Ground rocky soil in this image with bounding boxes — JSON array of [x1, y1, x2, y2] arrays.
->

+++++

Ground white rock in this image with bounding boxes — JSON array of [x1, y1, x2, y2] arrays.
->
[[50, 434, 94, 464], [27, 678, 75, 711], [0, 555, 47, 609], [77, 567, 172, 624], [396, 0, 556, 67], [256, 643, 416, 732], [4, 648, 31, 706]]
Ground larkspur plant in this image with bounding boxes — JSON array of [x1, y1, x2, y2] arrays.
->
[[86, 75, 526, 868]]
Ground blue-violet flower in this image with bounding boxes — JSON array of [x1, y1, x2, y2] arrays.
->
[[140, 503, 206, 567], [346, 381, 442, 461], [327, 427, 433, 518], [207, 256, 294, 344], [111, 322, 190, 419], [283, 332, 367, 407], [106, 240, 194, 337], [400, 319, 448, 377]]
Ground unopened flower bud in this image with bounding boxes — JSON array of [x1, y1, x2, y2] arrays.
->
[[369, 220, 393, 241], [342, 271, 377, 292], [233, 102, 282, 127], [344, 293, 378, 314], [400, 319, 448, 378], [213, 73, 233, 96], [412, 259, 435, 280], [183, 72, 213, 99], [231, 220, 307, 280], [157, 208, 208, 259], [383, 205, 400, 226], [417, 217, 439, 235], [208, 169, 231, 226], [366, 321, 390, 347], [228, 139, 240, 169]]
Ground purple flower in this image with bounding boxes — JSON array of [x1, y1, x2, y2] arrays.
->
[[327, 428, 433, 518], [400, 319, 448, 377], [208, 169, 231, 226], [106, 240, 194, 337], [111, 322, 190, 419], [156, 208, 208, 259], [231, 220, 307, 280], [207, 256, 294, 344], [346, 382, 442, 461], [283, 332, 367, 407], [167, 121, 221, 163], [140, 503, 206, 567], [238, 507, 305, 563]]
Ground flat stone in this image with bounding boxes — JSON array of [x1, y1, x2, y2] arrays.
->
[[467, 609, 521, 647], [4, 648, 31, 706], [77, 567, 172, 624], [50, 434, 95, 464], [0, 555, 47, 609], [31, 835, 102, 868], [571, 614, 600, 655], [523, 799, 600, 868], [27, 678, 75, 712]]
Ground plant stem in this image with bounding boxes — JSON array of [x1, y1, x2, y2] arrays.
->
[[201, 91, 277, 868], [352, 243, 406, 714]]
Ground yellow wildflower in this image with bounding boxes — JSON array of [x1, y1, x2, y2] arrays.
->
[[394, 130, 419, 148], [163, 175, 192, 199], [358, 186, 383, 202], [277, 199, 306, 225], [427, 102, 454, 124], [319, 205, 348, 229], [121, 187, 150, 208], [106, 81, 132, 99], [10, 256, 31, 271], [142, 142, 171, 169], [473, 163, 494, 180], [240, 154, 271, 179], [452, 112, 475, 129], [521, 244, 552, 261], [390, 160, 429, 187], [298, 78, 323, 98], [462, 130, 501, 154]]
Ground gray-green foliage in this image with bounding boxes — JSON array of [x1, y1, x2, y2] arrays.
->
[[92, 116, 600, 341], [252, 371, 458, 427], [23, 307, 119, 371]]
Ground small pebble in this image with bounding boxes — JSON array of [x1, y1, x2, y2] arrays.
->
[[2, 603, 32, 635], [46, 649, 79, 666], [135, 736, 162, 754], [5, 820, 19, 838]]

+++++

■ To be done ■
Count how many of the lines above contain the string "plant", matching case exactly. Reply with the number only.

■ Task response ■
2